**EXERCISE INSTRUCTIONS**
Find each line below that contains the string "clicks" and copy it out in full. Upper and lower case count, so match the letters' case.

**DATA**
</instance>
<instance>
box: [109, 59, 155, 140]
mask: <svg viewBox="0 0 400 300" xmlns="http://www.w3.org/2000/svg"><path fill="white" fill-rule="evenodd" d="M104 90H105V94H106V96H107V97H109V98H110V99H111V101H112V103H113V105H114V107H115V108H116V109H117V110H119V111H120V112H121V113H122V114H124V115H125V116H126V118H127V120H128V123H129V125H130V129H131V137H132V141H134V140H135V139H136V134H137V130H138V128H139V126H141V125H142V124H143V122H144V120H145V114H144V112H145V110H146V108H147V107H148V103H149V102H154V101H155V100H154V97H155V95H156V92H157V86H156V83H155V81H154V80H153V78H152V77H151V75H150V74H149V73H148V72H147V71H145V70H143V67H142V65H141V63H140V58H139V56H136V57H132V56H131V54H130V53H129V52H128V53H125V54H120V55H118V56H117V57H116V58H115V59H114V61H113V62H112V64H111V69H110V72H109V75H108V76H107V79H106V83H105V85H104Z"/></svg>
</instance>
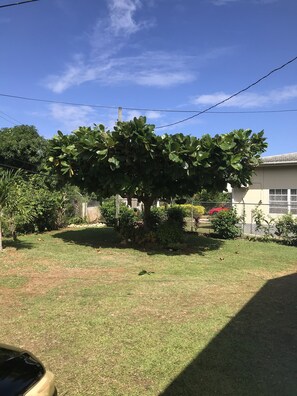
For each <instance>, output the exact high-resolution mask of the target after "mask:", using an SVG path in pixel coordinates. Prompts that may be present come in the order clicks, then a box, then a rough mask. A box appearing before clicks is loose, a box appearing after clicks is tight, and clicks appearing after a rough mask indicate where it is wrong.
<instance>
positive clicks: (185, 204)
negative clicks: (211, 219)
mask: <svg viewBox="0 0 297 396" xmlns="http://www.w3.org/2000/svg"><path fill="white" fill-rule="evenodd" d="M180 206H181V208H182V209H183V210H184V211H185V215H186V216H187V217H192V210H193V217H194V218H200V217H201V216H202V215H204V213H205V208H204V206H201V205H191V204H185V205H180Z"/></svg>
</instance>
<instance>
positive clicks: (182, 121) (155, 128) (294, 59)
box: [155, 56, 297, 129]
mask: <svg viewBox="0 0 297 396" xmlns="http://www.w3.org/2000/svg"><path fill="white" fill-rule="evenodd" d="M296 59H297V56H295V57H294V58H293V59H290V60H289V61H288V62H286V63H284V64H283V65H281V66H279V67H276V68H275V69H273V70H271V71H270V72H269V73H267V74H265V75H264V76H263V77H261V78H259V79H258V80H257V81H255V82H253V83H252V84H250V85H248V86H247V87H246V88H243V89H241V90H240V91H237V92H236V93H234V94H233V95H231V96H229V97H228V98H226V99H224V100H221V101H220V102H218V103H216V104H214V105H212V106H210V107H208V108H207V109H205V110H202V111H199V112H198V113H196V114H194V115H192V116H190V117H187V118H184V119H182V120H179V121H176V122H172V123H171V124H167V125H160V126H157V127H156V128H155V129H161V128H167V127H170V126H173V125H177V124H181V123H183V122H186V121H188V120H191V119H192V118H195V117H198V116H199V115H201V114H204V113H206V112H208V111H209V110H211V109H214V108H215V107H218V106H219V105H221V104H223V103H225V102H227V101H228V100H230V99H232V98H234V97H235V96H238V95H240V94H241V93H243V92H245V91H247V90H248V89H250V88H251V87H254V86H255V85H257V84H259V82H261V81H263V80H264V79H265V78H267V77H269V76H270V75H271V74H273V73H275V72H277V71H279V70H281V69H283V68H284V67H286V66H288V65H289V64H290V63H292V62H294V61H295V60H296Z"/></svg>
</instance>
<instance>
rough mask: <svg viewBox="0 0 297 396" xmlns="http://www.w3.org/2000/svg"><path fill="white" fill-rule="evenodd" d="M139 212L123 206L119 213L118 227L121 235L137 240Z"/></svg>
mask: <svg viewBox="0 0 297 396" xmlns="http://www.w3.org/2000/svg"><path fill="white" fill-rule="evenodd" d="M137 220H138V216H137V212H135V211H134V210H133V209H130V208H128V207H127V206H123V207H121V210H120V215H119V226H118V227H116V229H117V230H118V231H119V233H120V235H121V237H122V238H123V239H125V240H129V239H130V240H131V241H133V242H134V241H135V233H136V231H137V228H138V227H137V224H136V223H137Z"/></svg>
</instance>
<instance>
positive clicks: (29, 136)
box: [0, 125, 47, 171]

**TASK ANSWER**
For each <instance>, output the exact high-resolution mask of the target after "mask:", using an SVG path in pixel coordinates. Prompts that may be present come in the order clicks, then a box, then a rough mask. A box appearing before clicks is loose, a box appearing after clicks is tight, and clicks appearing after a rough mask indicate where it is wrong.
positive clicks: (185, 204)
negative clicks: (211, 219)
positive clicks: (182, 121) (155, 128) (294, 59)
positive clicks: (29, 136)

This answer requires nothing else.